Source passage -
** start **

Their sudden appearance (Catherine Corbett, Maud Joachim and Helen Archdale) had a magical effect on the mob. Surging round the women, they threw themselves against the solid wall of police. The officers fought valiantly, but were utterly helpless to stem the great human tide… Meanwhile the crowd time and again charged the police, and succeeded in reaching the barricades… The crowd in Reform Street were now incensed to fever pitch, and several ugly rushes were made to force a way to Bank Street.
Mrs Archdale, a Scots woman, and a daughter of Mr Russel, founder of the Scotman, heard the call of the movement from afar. She wrote from her country home offering her time and herself simply asking where she was most needed. As a Scots woman, it was thought she accordingly went, taking part in the Scottish demonstrations and contributing £20 to expenses. Mrs Archdale offered herself especially for the protest at Dundee. Her mother was one of the first women doctors, and she was herself a graduate of a Scottish University. (June 29)
Mrs Corbett, Miss Joachim, and Mrs Archdale led the "rushes" waving the colours and shouting "Votes for women!"; "Down with the barricades"; "Rush the Barricades"; "Follow me, men!" They all came, and there was a furious melee of crowd, police and mounted police.
Miss Joachim and Mrs Archdale were dragged through the barricades, and hidden in a basement by the police. The crowd tried to rescue them several times on the way to the police station, clapping and cheering and shouting, "Votes for women!"
Meanwhile in the little dark room where the other two women had been hidden. Miss Adela Pankhurst, kneeling below the sill, shouted "Votes for women!" This was immediately answered by a volley of slates from the stewards and much bad language.
Brickbats and slates came flying from the roof, but regardless of these dangers, Miss Evans and Miss Pankhurst stretched out of the window, throwing everything that came to hand of a light nature, including two 2lb. weights attached to strings, which though excellent for breaking glass, could not fall through and hurt anyone.
I was hungry during the whole four days and suffered a great deal from headache and cramp. I protested against wearing the prison clothes, but found resistance useless. I am determined to go on with militant protests until the Government grants the just demand of women.

** end **

Data records -
** start **

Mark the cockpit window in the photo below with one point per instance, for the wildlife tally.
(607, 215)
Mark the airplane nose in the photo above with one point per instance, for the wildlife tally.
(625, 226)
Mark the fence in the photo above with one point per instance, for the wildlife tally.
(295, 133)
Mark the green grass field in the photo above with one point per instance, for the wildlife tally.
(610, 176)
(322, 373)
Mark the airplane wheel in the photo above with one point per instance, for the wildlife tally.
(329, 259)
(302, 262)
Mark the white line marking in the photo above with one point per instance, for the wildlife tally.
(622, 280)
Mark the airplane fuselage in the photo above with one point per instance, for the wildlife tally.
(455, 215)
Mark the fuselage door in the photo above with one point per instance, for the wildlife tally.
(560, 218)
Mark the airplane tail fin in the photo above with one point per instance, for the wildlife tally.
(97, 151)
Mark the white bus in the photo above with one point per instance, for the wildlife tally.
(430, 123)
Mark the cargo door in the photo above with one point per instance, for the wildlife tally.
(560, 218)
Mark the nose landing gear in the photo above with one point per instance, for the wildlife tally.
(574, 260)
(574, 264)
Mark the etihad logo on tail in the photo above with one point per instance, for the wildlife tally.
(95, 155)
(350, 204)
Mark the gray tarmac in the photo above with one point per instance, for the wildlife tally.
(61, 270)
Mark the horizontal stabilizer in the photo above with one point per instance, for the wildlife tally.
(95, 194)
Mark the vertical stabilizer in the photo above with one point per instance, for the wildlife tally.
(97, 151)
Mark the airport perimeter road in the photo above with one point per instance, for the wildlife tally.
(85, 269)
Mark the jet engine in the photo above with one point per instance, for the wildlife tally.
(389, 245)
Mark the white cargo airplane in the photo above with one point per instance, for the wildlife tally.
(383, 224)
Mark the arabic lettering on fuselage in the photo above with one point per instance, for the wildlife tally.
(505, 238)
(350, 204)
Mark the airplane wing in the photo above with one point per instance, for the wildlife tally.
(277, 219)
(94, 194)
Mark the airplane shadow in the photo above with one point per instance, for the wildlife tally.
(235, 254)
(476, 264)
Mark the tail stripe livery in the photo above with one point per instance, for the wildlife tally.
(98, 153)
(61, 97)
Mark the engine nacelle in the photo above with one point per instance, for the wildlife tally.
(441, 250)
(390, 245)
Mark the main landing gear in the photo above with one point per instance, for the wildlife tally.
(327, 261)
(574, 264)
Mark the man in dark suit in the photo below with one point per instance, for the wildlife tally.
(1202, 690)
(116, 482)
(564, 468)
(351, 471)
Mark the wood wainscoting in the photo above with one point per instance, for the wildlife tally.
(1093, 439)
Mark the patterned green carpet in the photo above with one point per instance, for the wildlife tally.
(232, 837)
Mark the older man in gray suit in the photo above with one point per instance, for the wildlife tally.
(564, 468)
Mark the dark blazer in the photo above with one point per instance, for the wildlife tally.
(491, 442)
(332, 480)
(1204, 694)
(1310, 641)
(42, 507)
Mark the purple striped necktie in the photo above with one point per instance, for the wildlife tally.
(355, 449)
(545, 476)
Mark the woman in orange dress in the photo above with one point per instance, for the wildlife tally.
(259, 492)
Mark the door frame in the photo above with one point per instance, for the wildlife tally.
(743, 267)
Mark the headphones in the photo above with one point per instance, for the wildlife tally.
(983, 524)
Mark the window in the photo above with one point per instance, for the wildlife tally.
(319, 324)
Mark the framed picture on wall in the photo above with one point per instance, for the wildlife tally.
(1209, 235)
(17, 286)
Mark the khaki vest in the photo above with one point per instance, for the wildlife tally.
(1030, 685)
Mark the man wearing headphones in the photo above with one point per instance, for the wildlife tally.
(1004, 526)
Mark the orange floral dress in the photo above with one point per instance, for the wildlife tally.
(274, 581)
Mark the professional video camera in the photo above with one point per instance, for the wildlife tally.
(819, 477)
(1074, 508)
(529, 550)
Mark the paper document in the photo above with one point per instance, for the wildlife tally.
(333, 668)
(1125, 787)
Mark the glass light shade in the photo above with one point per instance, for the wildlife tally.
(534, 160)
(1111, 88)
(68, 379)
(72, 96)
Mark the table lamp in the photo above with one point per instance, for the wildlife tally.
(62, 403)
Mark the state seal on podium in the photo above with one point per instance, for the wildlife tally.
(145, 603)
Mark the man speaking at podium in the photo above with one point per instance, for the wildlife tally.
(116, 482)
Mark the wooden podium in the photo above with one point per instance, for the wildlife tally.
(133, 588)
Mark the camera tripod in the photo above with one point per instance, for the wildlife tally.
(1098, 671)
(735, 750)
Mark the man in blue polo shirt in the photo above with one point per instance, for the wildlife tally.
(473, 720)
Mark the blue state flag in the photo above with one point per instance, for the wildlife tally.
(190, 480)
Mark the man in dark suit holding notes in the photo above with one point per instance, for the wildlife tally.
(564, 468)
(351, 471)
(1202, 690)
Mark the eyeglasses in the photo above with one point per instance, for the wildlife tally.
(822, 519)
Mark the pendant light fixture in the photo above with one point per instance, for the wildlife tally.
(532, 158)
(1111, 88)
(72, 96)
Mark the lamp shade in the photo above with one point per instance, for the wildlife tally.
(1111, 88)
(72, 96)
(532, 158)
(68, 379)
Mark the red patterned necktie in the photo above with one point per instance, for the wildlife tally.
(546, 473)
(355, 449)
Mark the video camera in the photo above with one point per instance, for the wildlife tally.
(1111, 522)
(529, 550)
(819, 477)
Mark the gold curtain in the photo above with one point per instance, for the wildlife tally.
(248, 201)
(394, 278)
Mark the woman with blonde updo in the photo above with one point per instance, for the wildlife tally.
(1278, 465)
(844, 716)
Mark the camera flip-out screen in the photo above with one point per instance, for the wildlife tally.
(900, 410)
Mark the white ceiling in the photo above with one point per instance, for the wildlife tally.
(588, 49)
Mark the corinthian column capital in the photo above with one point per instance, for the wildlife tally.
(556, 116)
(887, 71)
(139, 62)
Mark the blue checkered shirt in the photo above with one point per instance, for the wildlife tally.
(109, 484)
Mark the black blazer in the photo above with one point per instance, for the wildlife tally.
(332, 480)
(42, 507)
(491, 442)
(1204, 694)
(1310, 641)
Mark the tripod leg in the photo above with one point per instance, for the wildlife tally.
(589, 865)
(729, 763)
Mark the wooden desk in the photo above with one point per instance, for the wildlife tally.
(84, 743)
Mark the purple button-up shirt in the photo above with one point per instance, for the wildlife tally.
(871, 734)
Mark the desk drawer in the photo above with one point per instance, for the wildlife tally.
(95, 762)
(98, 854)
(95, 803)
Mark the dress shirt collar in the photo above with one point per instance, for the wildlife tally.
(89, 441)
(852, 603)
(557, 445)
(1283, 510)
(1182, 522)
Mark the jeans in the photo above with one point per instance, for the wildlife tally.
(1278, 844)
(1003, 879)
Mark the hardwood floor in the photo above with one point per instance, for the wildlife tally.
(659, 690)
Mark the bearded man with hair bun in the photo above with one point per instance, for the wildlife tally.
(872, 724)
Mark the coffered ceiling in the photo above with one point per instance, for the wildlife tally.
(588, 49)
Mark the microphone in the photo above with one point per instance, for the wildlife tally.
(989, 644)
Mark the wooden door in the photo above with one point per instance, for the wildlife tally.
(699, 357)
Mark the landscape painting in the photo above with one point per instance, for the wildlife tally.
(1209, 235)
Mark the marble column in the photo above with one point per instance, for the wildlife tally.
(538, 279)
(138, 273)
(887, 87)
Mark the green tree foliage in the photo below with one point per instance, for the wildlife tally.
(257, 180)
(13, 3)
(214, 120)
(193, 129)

** end **

Parts of the exercise -
1) According to the account of the suffrage protest, how much money did Mrs Archdale contribute to expenses?
2) Answer yes or no for each statement about the account of the suffrage protest, quoting the words that decide it: (a) Mrs Archdale's mother was among the first women doctors. (b) Miss Joachim and Mrs Archdale were hidden in a basement by the crowd. (c) The weights thrown from the window could fall through and hurt someone.
3) Continue the account of the suffrage protest from its final sentence.
The material has nothing to do with the account of the suffrage protest.

Final results -
1) £20.

2)
(a) Yes: "Her mother was one of the first women doctors"
(b) No: "hidden in a basement by the police"
(c) No: "could not fall through and hurt anyone"

3)
The five suffragettes who were sentenced to terms of ten days' imprisonment in connection with the rioting at Mr Churchill's meeting last Tuesday evening were liberated yesterday. They were over four days in prison - or 102 hours in all - and during that time refused to take any food. No attempt was made to feed them forcibly, as has recently been done in the case of other hunger strikers in England.
The release was made on the order of the Secretary for Scotland and came as a welcome relief to the friends of the "martyrs".
Mr. R. Wallace, K.C. began the hearing, at London Sessions today, of the charges arising out of the window-breaking tactics of the suffragists in the West End several weeks ago. All the prisoners came prepared for eventualities. Some carried large bags, others had luncheon baskets, while many appeared with impediments in the shape of clothing.
The first prisoners to be tried were Evelyn Taylor, aged 34, Helen Archdale, aged 35, Aileen Connor Smith, aged 28, described as a gardener, and Violet Hudson Harvey, aged 25, all of whom were charged with maliciously damaging plate-glass windows at the Grand Hotel buildings, Charing Cross, to the amount of £100.
The jury, after a retirement of six minutes, returned a verdict of "Guilty" against all four prisoners…
The Judge said it would be useless to bind them over if they would not promise to keep within the law, and it was a grief to him to have to pass sentence of two months' imprisonment in the second division in each case in order to protect the unfortunate citizens who had suffered.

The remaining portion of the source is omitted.